学习目标.
[1] 火车票查询一文指出，查询余票接口中有几个参数是必需的。请列出这些参数，并写出文中给出的各自含义。
[2] 请返回火车票查询一文中“注意其中标红的字段,trai”与“对输入数据的合法性进行判断。”之间的原文，起止两处均包括在内。

原文材料.
________________

欢迎您访问程序员文章站本站旨在为大家提供分享程序员计算机编程知识!
您现在的位置是: 首页

【Python 2.7】火车票查询

程序员文章站 2022-07-08 11:10:07
...
『一』初衷

       春节临近,为了能够更加快速进行查询(其实还是懒得在12306上一次次重复点点点)自己想要的火车票的余票信息,就萌生出了想要写一个爬取火车票的小程序的想法,正好公司主要使用的Python 2.7,自己刚接触Python一个多月正需要验证一下学习情况,就自己动手写了这个火车票查询程序。


『二』准备工作

1、我需要完成的是从12306上抓取数据,因此需要使用requests包的get()方法;

2、对抓取到的数据进行解析,因为获取到的数据均为json格式数据,则需要使用json包;

3、我想要在数据获取之后以一个比较美观的形式展示出来,因此使用了prettytable模块用来展示。

4、通过查看12306上查询余票信息时调用的接口信息,如下:

https://kyfw.12306.cn/otn/leftTicket/queryZ?leftTicketDTO.train_date=2018-02-13&leftTicketDTO.from_station=XAY&leftTicketDTO.to_station=BJP&purpose_codes=ADULT

       注意其中标红的字段,train_date是乘车日期,from_station为出发站,to_station为到达站,这三个参数是必需的,所以我先从这三个参数入手。

       首先,观察到出发站和到达站不是该站点的拼音,而是不同的Code,所以我们要先获取各个车站站点的Code并生成一个字典,这样在之后进行查询时也能对输入数据的合法性进行判断。

新建一个get_station.py文件,编写:

#-*-  coding: utf-8  -*-

import re
import requests
url = 'https://kyfw.12306.cn/otn/resources/js/framework/station_name.js?station_version=1.9042'#获取站点拼音和代码对应的网址

station_html = requests.get(url)
stationtxt = station_html.text
stationtxt = stationtxt.encode('unicode_escape')
stationtxt = stationtxt.encode('utf-8')
list = stationtxt.split('@')
length = len(list)
stationsCP = {}
for i in range(1,length):
    st = list[i]
    list_new = st.split('|')
    Pinyin = list_new[3]#拼音
    Code = list_new[2]#代码
    Chinese = list_new[1]#汉字
    stationsCP[Code] = (Pinyin)
print "stationsCP = ",stationsCP

#执行  python get_stations.py > stations.py   完成后会生成stations.py文件,用来保存站点的拼音和代码

       完成上一步之后我们就获取到了一个包含所有站点的字典啦~接下来进行下一步,读取用户输入的出发站、到达站、乘车日期这三个参数并进行合法性判断。我选择新建一个文件,将这些函数都写在这个文件里,命名为Get_and_Check.py,编写:

#-*-  coding: utf-8  -*-

#获取出发站并判定信息合法性
def get_from_station(correct_station):#correct_station为上一步生成的那个stations字典
    import re
    while 1:
        #对用户输入的数据进行预处理,去除前后和中间包含的空格,并将字符置为小写
        get_from_station = (raw_input("Please Input from_Station:")).lower().strip()
        get_from_station = "".join(get_from_station.split())
        if get_from_station == '':
            continue
        if get_from_station in correct_station:#判断是否合法,合法返回,不合法再次输入
            return get_from_station
        elif get_from_station == 'q':
            return 'quit'
        else:
            print "\nThe from_Station IS WRONG! Please TRY AGAIN!\n"

#获取到达站并判断信息合法性
def get_to_station(correct_station,get_from_station):#correct_station为上一步生成的那个stations字典
    import re
    while 1:
        #对用户输入的数据进行预处理,去除前后和中间包含的空格,并将字符置为小写
        get_to_station = (raw_input("Please Input to_Station:")).lower().strip()
        get_to_station = "".join(get_to_station.split())
        if get_to_station == '':
            continue
        if get_to_station in correct_station:#判断是否合法,合法返回,不合法再次输入
            if get_to_station == get_from_station:#出发站和到达站不能相同
                print "\nSAME STATIONS!!!\n"

________________

所给条目.
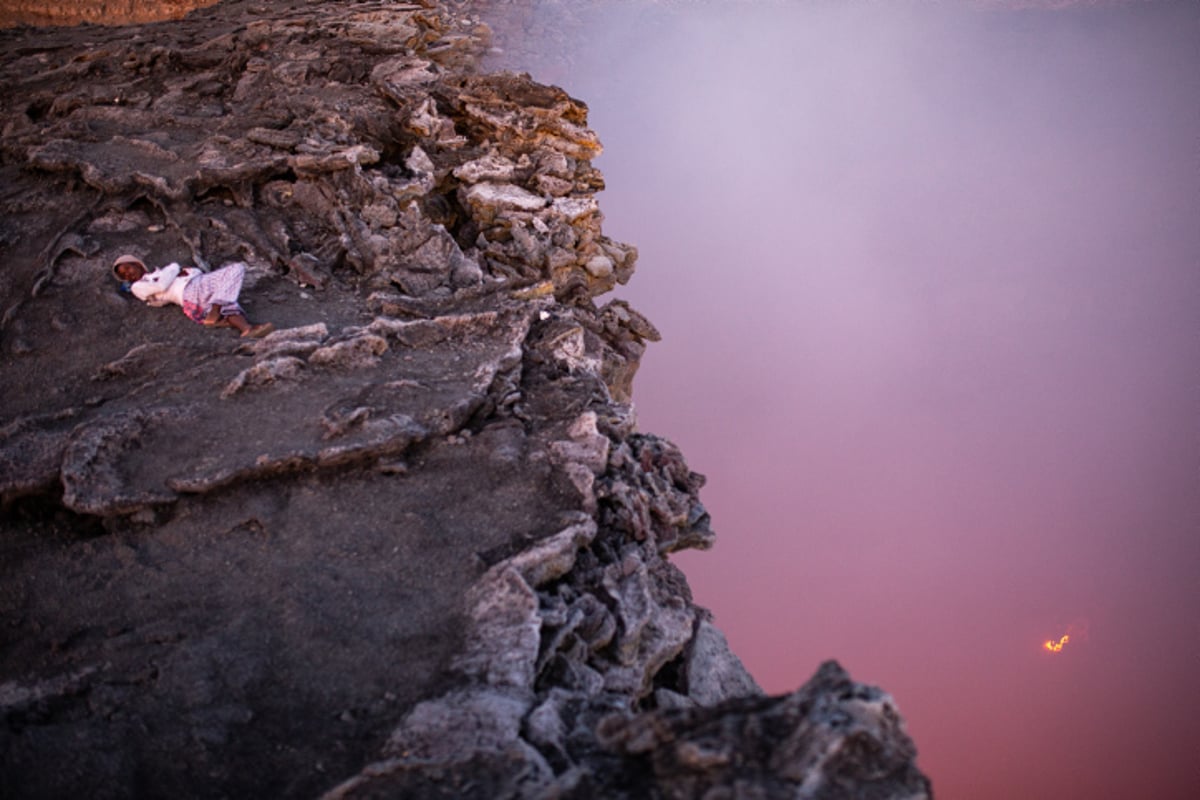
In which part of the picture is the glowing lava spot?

________________

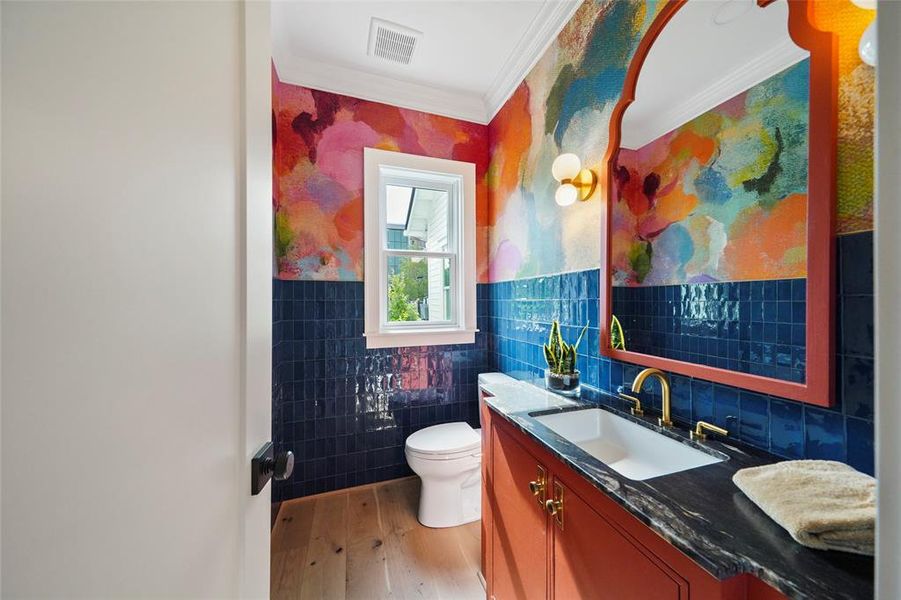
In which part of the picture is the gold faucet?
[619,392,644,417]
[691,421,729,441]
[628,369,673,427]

________________

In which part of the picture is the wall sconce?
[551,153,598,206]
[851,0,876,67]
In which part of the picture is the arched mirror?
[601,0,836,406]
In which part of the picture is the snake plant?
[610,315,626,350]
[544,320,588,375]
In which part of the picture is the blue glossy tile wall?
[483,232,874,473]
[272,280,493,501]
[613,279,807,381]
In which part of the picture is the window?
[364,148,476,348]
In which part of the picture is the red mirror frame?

________________

参考答案.
[1]
train_date：乘车日期
from_station：出发站
to_station：到达站

[2]
注意其中标红的字段,train_date是乘车日期,from_station为出发站,to_station为到达站,这三个参数是必需的,所以我先从这三个参数入手。

       首先,观察到出发站和到达站不是该站点的拼音,而是不同的Code,所以我们要先获取各个车站站点的Code并生成一个字典,这样在之后进行查询时也能对输入数据的合法性进行判断。